Einmal mehr hat sich der Bundesrat als das erwiesen, was er ist: Sicherlich kein Sprachrohr einer nicht vorhandenen „nationalen Einheit“, sicherlich kein überparteiliches Organ, sondern ein getreuer Vollstrecker einer Politik, die den grundlegenden Interessen der herrschenden Klassen dieses Landes entspricht.
Es ist kein Zufall, dass wir uns in dieselbe Richtung bewegen, wie sie sich die grossen Bosse und die politische Rechte, die in den letzten Tagen mehrfach die angeblich übertriebene Vorsicht des Bundesrates bei der Einleitung von Wiedereröffnungsmassnahmen kritisiert hatte, erhofft haben. Die Kritik von rechts (und von der extremen Rechten wie der SVP) traf auf keinen Widerstand. Und was eigentlich die „Linke“ sein sollte, hat sich als Sprachrohr des Bundesrates präsentiert. Es ist trostlos, aber sicher nicht überraschend, wenn man sieht, welche Rolle die beiden „sozialistischen“ Vertreter*innen in der Regierung (auch in der heutigen Pressekonferenz) spielten, die im Übrigen von ihrer Partei voll und ganz unterstützt werden.
Und aus der Gewerkschaftsbewegung (oder dem, was von ihr hinsichtlich ihrer Mobilisierungsfähigkeit übriggeblieben ist) ist noch nicht einmal ein Lebenszeichen wahrzunehmen. In den letzten Wochen haben sie sich, von wenigen momentanen Ausnahmen abgesehen, grundlegend an den Positionen der Bundesregierung ausgerichtet. Die gleiche Dynamik hat sich (in politischer und gewerkschaftlicher Hinsicht) auf der Ebene der Kantonsregierungen entwickelt.

▶ Extrahierte Daten:
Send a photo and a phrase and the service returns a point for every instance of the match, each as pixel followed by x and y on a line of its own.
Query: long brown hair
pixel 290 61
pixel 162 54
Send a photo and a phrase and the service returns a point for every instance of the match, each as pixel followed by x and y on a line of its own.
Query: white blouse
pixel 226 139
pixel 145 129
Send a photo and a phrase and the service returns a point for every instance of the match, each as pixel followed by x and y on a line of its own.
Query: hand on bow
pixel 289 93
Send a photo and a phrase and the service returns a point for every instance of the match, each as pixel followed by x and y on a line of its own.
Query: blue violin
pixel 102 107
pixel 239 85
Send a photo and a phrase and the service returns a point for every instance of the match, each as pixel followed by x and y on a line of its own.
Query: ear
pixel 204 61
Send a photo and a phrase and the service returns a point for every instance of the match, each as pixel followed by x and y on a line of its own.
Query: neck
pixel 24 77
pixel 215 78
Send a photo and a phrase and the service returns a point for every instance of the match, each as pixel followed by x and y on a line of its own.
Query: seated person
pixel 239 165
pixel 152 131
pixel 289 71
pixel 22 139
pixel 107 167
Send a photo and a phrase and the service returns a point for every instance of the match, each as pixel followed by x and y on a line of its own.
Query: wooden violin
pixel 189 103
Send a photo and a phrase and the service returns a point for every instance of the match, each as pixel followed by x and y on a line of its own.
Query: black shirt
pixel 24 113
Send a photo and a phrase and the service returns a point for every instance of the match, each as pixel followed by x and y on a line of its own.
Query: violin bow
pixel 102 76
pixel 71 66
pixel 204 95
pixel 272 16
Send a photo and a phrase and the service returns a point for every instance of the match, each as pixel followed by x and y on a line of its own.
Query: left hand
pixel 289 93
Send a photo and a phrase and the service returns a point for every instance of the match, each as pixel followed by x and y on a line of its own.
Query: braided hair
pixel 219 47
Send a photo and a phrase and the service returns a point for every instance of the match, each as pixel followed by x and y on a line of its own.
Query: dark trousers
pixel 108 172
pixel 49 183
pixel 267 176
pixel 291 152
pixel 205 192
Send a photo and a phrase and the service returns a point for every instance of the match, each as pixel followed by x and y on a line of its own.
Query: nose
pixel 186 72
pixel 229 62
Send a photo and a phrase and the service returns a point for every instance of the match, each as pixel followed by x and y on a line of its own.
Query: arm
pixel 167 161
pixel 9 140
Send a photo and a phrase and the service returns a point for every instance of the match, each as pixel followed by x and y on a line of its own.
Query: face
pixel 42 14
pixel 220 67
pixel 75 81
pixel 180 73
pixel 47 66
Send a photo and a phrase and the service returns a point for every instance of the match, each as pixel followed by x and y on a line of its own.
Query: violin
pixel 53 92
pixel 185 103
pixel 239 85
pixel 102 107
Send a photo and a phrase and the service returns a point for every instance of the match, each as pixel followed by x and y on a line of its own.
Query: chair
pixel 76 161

▶ Gefragt ist: Welche Partei wird im Auszug über den Bundesrat ausdrücklich der extremen Rechten zugeordnet?

▶ Fertige Antwort: Die SVP.